## Start The input
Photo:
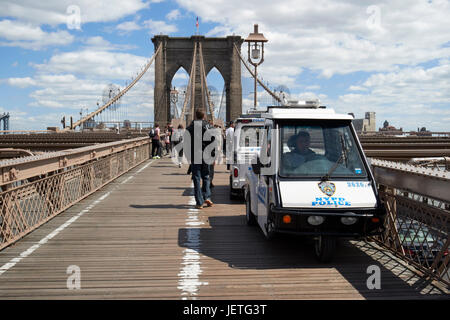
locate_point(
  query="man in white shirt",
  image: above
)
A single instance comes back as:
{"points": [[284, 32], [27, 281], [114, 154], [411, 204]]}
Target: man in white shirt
{"points": [[229, 133]]}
## End The input
◆ Task prompt: Reproduce the records above word for word, leaving the pictures out.

◆ Solution to the problem:
Photo:
locate_point(
  query="man in white shirt",
  image: above
)
A single instance comes back as:
{"points": [[284, 32], [27, 281], [114, 154], [411, 204]]}
Target: man in white shirt
{"points": [[229, 133]]}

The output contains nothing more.